• **WORK REQUIRED**
"glass" is the word to look for; say how many lines of the listing below contain it, and nothing else.

• **EXCERPTED DATA**
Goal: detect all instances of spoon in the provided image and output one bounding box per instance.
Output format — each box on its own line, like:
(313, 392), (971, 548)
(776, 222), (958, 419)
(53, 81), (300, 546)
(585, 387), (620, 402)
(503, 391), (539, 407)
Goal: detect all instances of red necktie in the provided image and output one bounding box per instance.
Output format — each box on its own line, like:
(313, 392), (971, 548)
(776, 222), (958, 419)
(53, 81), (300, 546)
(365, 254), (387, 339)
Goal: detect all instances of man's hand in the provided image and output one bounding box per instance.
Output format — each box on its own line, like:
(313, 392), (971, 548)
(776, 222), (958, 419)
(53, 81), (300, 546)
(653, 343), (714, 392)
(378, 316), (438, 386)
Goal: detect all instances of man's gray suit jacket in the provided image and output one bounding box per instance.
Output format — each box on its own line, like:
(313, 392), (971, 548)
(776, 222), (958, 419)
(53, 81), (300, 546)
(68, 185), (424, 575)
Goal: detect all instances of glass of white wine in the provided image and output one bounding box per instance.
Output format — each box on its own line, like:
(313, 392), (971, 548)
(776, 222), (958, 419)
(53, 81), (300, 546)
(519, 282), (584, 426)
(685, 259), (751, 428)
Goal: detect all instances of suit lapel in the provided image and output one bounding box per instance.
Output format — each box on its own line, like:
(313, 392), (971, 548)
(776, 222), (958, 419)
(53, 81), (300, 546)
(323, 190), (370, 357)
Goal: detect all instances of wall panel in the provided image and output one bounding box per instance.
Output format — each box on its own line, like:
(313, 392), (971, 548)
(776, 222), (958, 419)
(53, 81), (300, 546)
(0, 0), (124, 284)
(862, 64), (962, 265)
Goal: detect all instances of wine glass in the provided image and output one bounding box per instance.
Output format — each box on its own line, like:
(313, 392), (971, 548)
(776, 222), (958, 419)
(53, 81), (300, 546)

• **SOLVED EXERCISE**
2